--- EXERCISE OBJECTIVE ---
Rewrite the data below, replacing every "metal" with "steel" and leaving everything else unchanged.

--- INFORMATION GIVEN ---
######

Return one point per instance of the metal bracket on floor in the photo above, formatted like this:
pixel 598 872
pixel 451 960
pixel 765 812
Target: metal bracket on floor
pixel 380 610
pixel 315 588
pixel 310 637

######

--- SOLUTION ---
Return one point per instance of the steel bracket on floor in the photo above, formatted like this:
pixel 598 872
pixel 451 960
pixel 765 812
Target: steel bracket on floor
pixel 380 610
pixel 315 588
pixel 310 637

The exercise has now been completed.